SOURCE RECORDS:
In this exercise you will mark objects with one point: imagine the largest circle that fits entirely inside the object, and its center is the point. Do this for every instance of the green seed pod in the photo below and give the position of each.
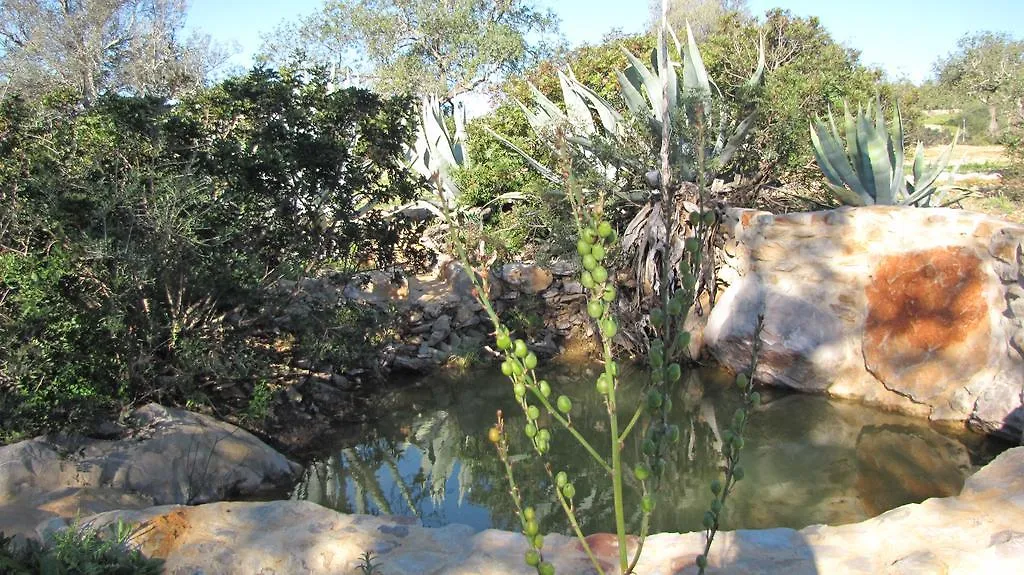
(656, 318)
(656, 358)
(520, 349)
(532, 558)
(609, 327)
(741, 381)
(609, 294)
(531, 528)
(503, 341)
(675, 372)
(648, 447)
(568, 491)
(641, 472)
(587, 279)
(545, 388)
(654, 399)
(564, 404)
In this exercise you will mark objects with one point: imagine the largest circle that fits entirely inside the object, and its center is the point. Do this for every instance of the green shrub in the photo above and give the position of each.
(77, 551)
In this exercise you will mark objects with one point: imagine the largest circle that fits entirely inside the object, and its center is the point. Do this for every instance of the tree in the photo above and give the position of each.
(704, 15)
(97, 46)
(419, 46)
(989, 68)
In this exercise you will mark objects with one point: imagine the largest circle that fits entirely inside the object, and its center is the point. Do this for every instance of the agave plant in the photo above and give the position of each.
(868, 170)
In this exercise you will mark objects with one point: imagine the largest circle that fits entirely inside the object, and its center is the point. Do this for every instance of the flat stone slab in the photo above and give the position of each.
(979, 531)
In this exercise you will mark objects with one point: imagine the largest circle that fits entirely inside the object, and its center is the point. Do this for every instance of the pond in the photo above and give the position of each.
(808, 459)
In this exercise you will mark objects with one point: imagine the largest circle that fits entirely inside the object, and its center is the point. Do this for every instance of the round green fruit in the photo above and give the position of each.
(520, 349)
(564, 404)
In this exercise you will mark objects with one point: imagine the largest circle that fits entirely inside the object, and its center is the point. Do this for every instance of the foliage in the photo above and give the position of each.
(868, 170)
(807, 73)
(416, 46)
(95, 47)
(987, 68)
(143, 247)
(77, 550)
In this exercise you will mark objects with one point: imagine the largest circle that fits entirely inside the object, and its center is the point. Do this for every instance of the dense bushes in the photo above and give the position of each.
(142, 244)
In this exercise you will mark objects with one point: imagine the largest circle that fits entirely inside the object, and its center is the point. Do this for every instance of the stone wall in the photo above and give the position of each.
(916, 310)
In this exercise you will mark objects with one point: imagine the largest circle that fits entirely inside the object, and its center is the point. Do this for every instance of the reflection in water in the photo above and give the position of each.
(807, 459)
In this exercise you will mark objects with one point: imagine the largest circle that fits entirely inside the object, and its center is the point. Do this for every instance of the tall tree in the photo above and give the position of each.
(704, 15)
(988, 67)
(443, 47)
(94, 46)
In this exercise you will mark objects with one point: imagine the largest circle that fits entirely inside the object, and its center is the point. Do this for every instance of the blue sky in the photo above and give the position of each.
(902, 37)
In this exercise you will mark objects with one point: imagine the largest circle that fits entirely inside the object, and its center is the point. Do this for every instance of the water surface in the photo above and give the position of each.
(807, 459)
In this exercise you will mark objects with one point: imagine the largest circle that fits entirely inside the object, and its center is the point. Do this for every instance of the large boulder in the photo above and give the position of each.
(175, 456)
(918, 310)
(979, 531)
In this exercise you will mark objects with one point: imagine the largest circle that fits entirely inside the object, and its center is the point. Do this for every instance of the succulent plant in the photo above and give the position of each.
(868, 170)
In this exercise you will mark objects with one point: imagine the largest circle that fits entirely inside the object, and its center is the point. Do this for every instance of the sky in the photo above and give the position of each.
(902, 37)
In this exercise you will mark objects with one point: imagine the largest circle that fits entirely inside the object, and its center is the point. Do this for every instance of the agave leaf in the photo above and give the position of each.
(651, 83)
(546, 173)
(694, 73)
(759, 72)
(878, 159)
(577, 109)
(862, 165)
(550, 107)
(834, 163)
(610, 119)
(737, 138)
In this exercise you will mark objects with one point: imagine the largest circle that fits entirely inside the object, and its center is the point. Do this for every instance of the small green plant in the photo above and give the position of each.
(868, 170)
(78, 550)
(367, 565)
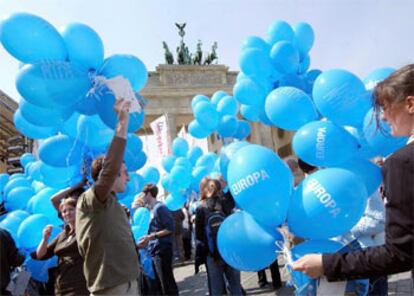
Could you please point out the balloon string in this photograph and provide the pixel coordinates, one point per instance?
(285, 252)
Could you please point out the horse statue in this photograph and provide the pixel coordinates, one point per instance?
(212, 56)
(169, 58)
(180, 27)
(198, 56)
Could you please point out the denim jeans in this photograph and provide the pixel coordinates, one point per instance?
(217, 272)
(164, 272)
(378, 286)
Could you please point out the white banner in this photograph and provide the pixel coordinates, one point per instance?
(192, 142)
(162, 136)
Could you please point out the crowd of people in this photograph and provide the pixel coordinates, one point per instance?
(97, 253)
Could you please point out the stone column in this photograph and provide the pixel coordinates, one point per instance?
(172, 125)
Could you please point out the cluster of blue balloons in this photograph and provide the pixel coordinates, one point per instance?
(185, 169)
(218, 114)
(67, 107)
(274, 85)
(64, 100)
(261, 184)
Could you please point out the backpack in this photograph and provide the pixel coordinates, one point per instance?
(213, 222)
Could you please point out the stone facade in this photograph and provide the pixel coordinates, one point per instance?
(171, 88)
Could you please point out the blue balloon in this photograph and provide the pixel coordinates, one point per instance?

TASK TO CARRY OUT:
Print the lines of the material, exactly and only, from the line that contains "Could you please point out the backpack" down to and including the final line.

RESULT FOR THIS TASK:
Could you please point out the backpack in this photograph and provide the pixel coordinates, one point per instance?
(213, 222)
Could you please point out the stone facade in this photograph and provide the pixel coordinates, one point per instance?
(171, 88)
Could you please point out the blue balloon in this photograph and provide the pixel coordinates, one point per instance?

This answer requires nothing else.